→ **TO DO**
Decide whether each statement below agrees with the mailing-list post on STV, answering yes or no and quoting the words of the post that decide it.
1. The post states that the number of possible rankings is far larger than S+2.
2. In the lines marked dlw, voters would be expected to rank every candidate.
3. The post claims that under STV, lower-ranked votes are more likely to count.

[EM] STV+AV
David L Wetzell
wetzelld at gmail.com
Thu Feb 2 06:53:08 PST 2012
>
>
> ---------- Forwarded message ----------
> From: Bryan Mills <bmills at alumni.cmu.edu>
> To: David L Wetzell <wetzelld at gmail.com>
> >>> >
> >>> dlw: If the number of possible rankings is the number of seats + 2 then
> >>> it's not too bad. And nobody would be forced to rank umpteen
> candidates,
> >>> so the low-info voters could just vote for their favorite candidate.
> >>>
> >>
> >> The number of possible rankings is quite a lot larger than S+2. Even if
> >> you don't transfer votes from elected candidates, there are still C-S
> >> candidates eliminated -- so you'd have (C choose C-S-1)*(C-S-1)!
> >> distinguishable rankings, and even more if you allow equal rankings.
> The
> >> only way out seems to be to pre-filter the set of candidates, so you
> >> basically have to drop to approval voting at some point --
> >> candidate-registration petitions and the like -- and then we're back to
> an
> >> arbitrary cutoff.
> >>
> >
> > dlw: You misunderstood me. If voters are only permitted to rank S+2
> > candidates then it's not as bad for voters.
>
> I don't see how arbitrarily reducing voter options is "not as bad for
> voters"; especially if S is small, only allowing one to rank S+2
> candidates seems like it would result in either frequent undervotes or
> an increase in the need for strategic compromise-ballots.
>
dlw: Voters wd not be expected to rank everyone.
It takes seriously the fact that there are limits to voter rationality and
understanding of candidates.
Besides, with STV, the lower-ranked votes are less likely to count anyways
and so it seems another case of making a mountain out of a molehill,
or holding to what is theoretically pure vs what is practically useful.

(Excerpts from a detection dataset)
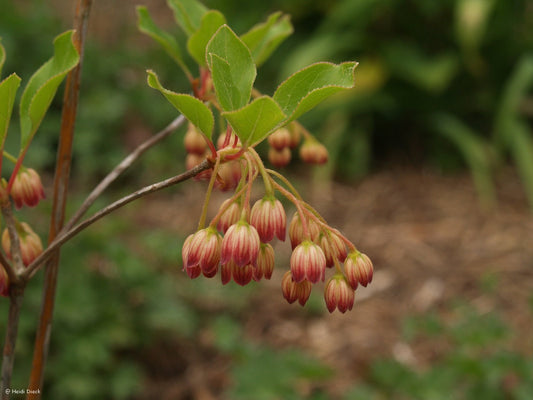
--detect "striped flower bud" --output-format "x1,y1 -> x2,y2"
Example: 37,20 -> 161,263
344,250 -> 374,289
183,123 -> 207,155
290,240 -> 326,283
319,229 -> 347,268
300,139 -> 328,164
10,168 -> 45,209
2,222 -> 43,266
324,274 -> 355,314
268,128 -> 291,151
182,227 -> 222,276
217,199 -> 241,233
281,271 -> 311,306
0,265 -> 9,297
289,212 -> 320,250
268,147 -> 292,168
250,196 -> 287,243
221,219 -> 260,267
253,243 -> 274,281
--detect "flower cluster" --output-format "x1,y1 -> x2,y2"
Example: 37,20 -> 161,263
182,127 -> 373,313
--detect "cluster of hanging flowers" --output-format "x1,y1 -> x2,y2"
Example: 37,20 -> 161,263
182,122 -> 373,313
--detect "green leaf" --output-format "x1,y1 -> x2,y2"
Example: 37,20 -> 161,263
222,96 -> 287,146
206,25 -> 257,111
241,12 -> 293,66
137,6 -> 186,69
0,72 -> 20,153
147,70 -> 215,140
0,43 -> 6,78
273,62 -> 357,121
167,0 -> 208,36
187,10 -> 226,67
20,31 -> 80,151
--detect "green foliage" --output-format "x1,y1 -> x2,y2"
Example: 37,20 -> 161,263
345,305 -> 533,400
20,31 -> 79,152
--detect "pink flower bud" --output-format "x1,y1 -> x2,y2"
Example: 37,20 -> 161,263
344,250 -> 374,289
300,139 -> 328,164
268,128 -> 291,151
217,199 -> 241,233
253,243 -> 274,281
182,227 -> 222,276
281,271 -> 311,306
250,196 -> 287,243
10,168 -> 45,209
221,220 -> 260,267
289,212 -> 320,250
324,275 -> 355,314
268,147 -> 291,168
183,123 -> 207,155
290,240 -> 326,283
319,229 -> 347,268
2,222 -> 43,266
220,261 -> 256,286
0,265 -> 9,297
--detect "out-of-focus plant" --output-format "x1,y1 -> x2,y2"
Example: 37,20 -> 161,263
0,0 -> 373,399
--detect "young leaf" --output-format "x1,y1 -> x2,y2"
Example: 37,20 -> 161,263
241,12 -> 293,66
137,6 -> 188,71
187,10 -> 226,67
167,0 -> 207,36
206,25 -> 257,111
273,62 -> 357,121
0,74 -> 20,153
20,31 -> 80,152
0,43 -> 6,78
147,70 -> 215,140
222,96 -> 287,146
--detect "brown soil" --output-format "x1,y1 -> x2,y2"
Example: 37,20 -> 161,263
131,167 -> 533,399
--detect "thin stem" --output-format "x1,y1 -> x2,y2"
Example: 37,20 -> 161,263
23,159 -> 213,279
64,115 -> 186,231
0,284 -> 24,400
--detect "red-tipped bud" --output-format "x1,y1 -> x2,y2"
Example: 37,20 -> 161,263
300,139 -> 328,164
291,240 -> 326,283
182,228 -> 222,276
253,243 -> 274,281
268,128 -> 291,151
0,265 -> 9,297
281,271 -> 311,306
221,220 -> 260,267
344,251 -> 374,289
319,229 -> 347,268
2,222 -> 43,266
10,168 -> 45,209
268,147 -> 291,168
183,123 -> 207,155
250,196 -> 287,243
217,132 -> 241,149
289,121 -> 301,149
215,160 -> 241,192
220,261 -> 256,286
217,199 -> 241,233
324,275 -> 355,314
289,212 -> 320,250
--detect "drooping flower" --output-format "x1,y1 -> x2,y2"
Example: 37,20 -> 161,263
2,222 -> 43,266
250,196 -> 287,243
281,271 -> 311,306
221,219 -> 261,267
344,250 -> 374,289
290,240 -> 326,283
10,168 -> 45,209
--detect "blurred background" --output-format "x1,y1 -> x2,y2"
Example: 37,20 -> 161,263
0,0 -> 533,400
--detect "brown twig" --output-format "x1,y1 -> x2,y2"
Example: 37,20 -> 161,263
26,0 -> 92,399
25,159 -> 213,278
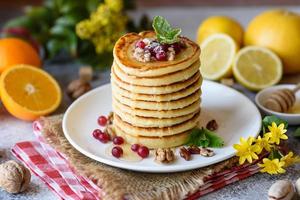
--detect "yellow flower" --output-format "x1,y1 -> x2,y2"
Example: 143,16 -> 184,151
258,158 -> 285,174
280,151 -> 300,167
255,136 -> 272,154
265,122 -> 288,145
233,137 -> 259,165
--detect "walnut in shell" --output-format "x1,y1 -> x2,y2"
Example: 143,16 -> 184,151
0,160 -> 31,194
179,147 -> 191,161
67,79 -> 92,99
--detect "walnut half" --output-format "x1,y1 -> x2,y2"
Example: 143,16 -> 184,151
200,147 -> 215,157
179,147 -> 191,160
155,148 -> 175,163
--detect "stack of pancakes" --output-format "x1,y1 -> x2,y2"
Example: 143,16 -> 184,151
111,32 -> 202,148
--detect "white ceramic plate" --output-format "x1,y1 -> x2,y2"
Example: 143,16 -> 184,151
255,84 -> 300,125
63,81 -> 261,173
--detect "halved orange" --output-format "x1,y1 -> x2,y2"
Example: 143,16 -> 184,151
0,65 -> 62,121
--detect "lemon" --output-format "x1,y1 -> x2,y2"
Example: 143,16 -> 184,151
233,46 -> 282,91
200,33 -> 237,80
244,10 -> 300,74
197,16 -> 244,46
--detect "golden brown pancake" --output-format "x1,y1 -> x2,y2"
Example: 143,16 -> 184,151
113,60 -> 200,86
111,78 -> 202,102
112,89 -> 201,111
113,31 -> 200,77
114,126 -> 190,149
113,101 -> 200,128
113,99 -> 200,119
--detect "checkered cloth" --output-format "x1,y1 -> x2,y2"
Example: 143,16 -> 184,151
12,122 -> 259,200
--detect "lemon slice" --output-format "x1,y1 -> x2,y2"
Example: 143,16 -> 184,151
200,33 -> 237,80
233,46 -> 282,91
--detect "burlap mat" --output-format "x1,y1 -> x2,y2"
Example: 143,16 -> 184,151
40,115 -> 236,200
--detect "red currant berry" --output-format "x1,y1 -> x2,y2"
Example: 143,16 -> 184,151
98,133 -> 110,143
93,129 -> 102,139
138,146 -> 149,158
98,115 -> 107,126
171,42 -> 181,54
113,136 -> 124,145
136,40 -> 146,49
155,51 -> 167,61
111,146 -> 123,158
131,144 -> 140,152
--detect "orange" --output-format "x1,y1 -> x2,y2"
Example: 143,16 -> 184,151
0,65 -> 62,121
197,16 -> 244,47
0,38 -> 41,73
244,10 -> 300,74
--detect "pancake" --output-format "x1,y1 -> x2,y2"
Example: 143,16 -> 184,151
111,68 -> 202,95
112,89 -> 201,111
113,111 -> 200,137
113,99 -> 200,119
113,60 -> 200,87
114,126 -> 190,149
113,31 -> 200,77
113,101 -> 199,128
111,78 -> 202,102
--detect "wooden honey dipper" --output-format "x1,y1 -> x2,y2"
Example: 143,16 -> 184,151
265,83 -> 300,113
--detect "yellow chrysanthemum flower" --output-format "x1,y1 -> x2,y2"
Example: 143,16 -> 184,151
233,137 -> 259,165
258,158 -> 285,174
255,136 -> 272,154
265,122 -> 288,145
280,151 -> 300,167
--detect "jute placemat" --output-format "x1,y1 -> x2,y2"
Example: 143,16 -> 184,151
40,115 -> 237,200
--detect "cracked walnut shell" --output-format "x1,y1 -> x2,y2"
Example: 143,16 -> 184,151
0,160 -> 31,194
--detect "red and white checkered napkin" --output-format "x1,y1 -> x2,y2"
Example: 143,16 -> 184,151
12,122 -> 259,200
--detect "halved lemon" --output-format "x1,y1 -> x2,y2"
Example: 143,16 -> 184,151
200,33 -> 237,80
233,46 -> 282,91
0,65 -> 62,121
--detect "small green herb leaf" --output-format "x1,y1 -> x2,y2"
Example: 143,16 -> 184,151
152,16 -> 181,44
186,128 -> 224,148
293,127 -> 300,137
262,115 -> 288,133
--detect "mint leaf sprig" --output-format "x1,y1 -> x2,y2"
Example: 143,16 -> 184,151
186,128 -> 224,148
152,16 -> 181,44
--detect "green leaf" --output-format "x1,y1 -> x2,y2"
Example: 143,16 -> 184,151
4,16 -> 34,29
293,127 -> 300,137
262,115 -> 288,133
186,128 -> 224,148
152,16 -> 181,44
206,129 -> 224,148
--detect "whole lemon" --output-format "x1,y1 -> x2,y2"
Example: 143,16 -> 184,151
244,10 -> 300,74
197,16 -> 244,47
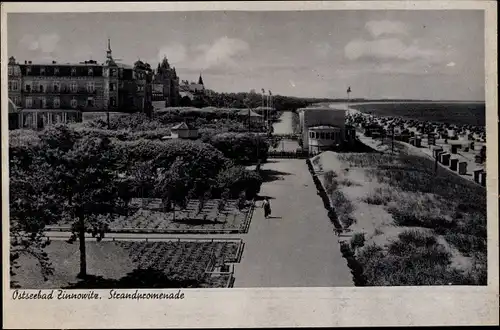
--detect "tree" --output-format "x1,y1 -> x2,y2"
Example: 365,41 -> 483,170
157,157 -> 191,220
9,144 -> 61,287
36,126 -> 121,278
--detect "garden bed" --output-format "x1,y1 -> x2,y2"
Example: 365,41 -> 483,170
311,152 -> 486,285
46,199 -> 253,234
12,240 -> 243,289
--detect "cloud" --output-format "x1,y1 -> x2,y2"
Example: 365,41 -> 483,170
38,33 -> 61,53
344,38 -> 445,63
157,44 -> 188,66
19,34 -> 39,51
365,20 -> 408,38
195,37 -> 249,70
19,33 -> 61,54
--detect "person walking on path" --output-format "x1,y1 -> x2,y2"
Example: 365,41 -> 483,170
262,197 -> 271,219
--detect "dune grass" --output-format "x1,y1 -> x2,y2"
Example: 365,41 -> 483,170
325,154 -> 487,286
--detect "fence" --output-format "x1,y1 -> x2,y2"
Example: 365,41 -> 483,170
272,134 -> 300,140
267,151 -> 309,159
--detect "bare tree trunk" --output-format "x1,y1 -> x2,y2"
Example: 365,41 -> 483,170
78,216 -> 87,278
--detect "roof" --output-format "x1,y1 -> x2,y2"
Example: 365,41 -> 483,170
9,99 -> 19,113
170,122 -> 195,130
238,109 -> 262,117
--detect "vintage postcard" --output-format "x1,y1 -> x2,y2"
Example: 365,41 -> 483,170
1,1 -> 499,329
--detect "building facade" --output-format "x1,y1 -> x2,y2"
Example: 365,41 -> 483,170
152,57 -> 180,107
8,40 -> 153,128
179,74 -> 207,100
299,108 -> 356,154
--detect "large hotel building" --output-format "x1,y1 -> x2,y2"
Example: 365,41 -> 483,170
8,41 -> 179,128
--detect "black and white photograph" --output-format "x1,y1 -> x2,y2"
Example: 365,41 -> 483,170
2,3 -> 498,328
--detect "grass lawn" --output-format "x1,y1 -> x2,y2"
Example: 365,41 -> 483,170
312,152 -> 486,285
12,240 -> 242,289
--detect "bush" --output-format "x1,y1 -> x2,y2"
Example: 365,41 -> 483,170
209,133 -> 269,165
332,190 -> 354,222
217,166 -> 262,199
351,233 -> 366,250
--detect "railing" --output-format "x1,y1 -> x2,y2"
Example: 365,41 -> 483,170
267,151 -> 309,159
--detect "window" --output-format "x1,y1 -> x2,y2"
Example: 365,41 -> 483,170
69,81 -> 78,93
87,81 -> 95,93
26,97 -> 33,108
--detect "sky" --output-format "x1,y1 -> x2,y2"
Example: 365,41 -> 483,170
7,10 -> 485,101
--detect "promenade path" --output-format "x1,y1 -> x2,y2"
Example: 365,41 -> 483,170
234,159 -> 354,288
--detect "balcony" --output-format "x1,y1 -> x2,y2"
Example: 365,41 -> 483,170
22,88 -> 97,95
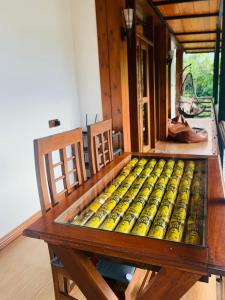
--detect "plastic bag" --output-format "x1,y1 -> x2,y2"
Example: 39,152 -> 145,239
168,114 -> 208,143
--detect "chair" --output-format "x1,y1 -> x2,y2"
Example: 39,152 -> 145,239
87,119 -> 113,176
34,128 -> 87,300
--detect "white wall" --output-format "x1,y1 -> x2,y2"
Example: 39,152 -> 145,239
73,0 -> 102,127
0,0 -> 85,236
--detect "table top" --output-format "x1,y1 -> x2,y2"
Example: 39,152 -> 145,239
24,153 -> 225,275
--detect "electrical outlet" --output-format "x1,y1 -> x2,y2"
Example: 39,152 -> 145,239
48,119 -> 61,128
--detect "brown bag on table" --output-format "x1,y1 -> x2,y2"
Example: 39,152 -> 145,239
168,114 -> 208,143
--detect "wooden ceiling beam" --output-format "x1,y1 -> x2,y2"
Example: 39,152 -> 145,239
147,0 -> 182,46
163,12 -> 219,21
154,0 -> 207,6
185,49 -> 215,54
174,30 -> 216,36
180,40 -> 216,44
184,47 -> 215,51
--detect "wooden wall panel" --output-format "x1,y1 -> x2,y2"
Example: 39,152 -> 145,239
96,0 -> 130,151
176,47 -> 183,112
95,0 -> 112,120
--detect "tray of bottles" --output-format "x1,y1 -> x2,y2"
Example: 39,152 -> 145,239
55,157 -> 207,247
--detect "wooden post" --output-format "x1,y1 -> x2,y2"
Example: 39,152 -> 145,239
219,0 -> 225,121
154,25 -> 169,141
176,47 -> 184,113
213,26 -> 220,104
96,0 -> 130,151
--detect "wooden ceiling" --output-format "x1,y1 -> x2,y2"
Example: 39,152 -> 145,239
149,0 -> 220,53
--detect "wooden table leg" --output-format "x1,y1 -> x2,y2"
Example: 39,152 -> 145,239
51,245 -> 118,300
137,268 -> 204,300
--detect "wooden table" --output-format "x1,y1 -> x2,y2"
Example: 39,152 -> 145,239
24,153 -> 225,300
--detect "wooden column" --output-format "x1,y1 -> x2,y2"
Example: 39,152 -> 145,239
95,0 -> 112,120
213,26 -> 220,104
154,25 -> 169,141
96,0 -> 130,151
176,47 -> 184,113
219,0 -> 225,121
137,268 -> 201,300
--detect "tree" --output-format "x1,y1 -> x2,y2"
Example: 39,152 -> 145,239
184,53 -> 214,97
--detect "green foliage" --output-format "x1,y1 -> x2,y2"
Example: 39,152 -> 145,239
184,53 -> 214,97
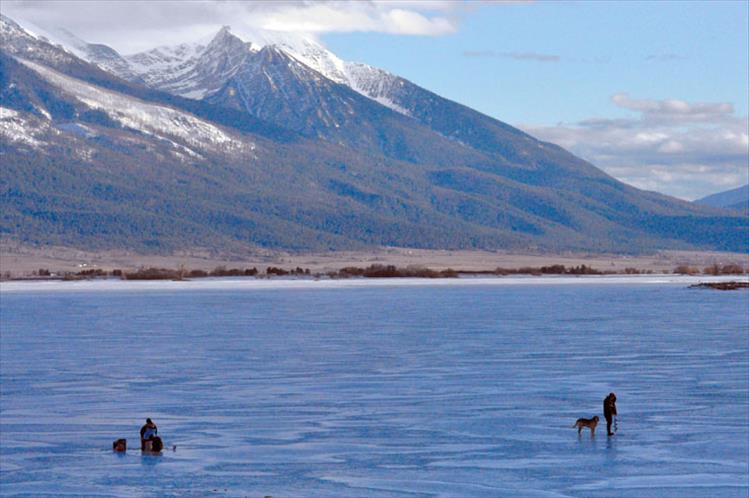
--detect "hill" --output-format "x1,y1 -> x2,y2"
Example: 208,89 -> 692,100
0,18 -> 749,253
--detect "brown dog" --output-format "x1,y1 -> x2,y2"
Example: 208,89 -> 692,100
572,415 -> 598,436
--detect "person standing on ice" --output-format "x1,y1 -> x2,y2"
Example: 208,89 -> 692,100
603,393 -> 616,436
140,418 -> 159,450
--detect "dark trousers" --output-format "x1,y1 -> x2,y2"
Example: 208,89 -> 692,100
605,415 -> 614,436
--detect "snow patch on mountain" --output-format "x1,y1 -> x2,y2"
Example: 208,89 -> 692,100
20,59 -> 254,153
0,107 -> 56,148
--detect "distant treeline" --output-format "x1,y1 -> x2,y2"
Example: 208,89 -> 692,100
8,264 -> 749,280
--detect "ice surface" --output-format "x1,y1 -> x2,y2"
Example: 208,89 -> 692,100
0,277 -> 749,498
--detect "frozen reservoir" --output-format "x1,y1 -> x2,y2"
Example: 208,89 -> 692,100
0,279 -> 749,498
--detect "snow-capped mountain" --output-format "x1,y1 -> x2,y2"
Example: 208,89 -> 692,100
0,13 -> 749,255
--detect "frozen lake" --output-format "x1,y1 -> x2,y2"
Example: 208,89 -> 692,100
0,279 -> 749,498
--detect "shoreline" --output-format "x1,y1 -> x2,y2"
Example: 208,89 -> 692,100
0,274 -> 749,294
0,243 -> 749,280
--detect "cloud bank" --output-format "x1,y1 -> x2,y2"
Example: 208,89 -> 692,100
3,0 -> 474,53
523,93 -> 749,200
463,50 -> 561,62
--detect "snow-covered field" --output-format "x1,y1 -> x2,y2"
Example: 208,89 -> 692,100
0,277 -> 749,497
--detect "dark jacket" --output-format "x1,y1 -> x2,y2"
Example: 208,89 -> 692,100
140,423 -> 159,439
603,394 -> 616,419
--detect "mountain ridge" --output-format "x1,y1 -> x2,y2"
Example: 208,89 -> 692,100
0,15 -> 749,252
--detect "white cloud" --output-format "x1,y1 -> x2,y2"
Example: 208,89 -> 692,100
2,0 -> 474,53
523,93 -> 749,200
463,50 -> 561,62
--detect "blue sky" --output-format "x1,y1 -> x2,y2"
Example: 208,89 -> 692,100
2,0 -> 749,200
323,1 -> 749,124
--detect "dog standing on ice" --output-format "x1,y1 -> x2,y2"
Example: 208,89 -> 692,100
572,415 -> 599,437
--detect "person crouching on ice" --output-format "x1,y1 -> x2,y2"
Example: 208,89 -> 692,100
603,393 -> 616,436
140,418 -> 159,451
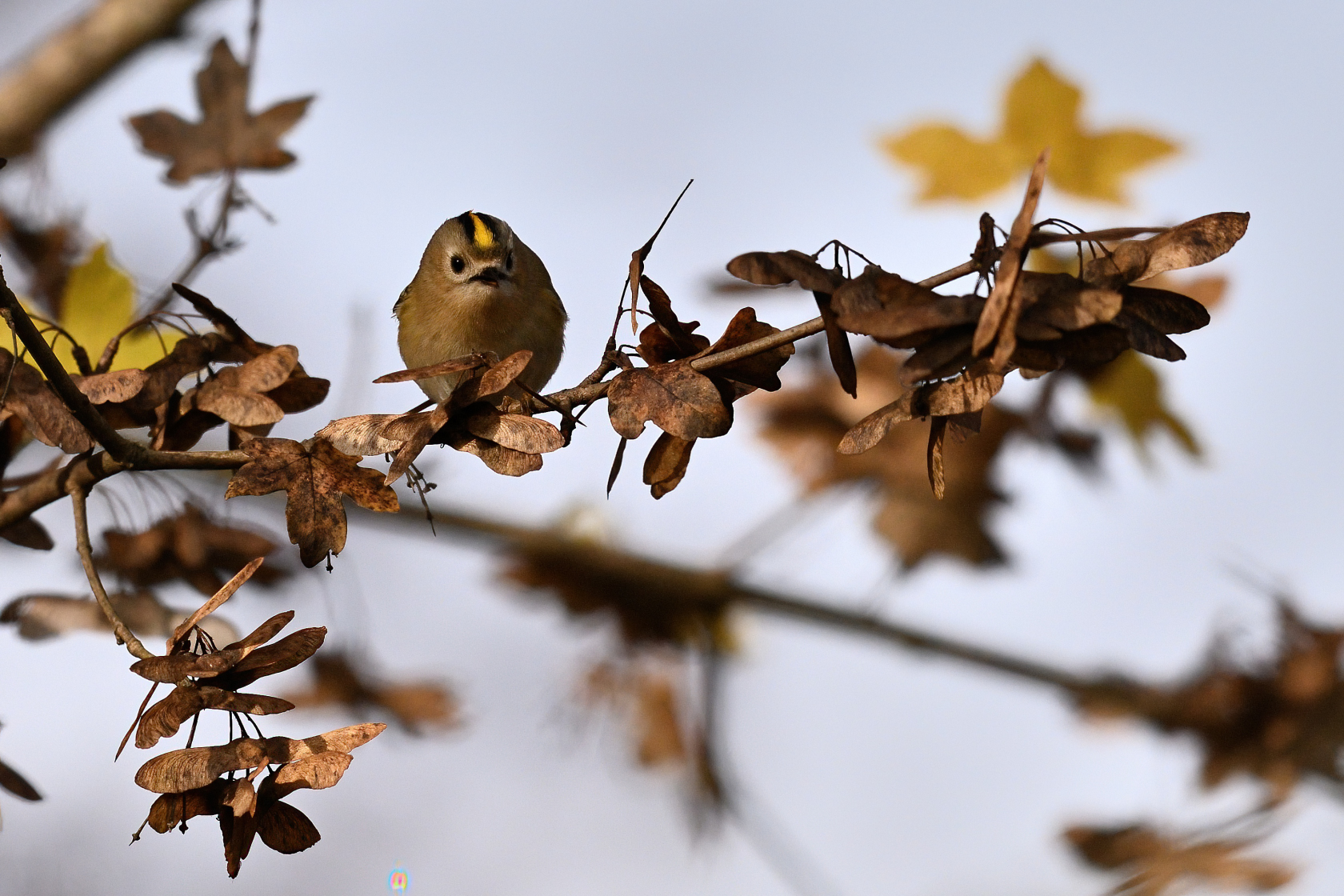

→ **TASK RESPONSE**
1. Yes: "The number of possible rankings is quite a lot larger than S+2."
2. No: "Voters wd not be expected to rank everyone."
3. No: "with STV, the lower-ranked votes are less likely to count anyways"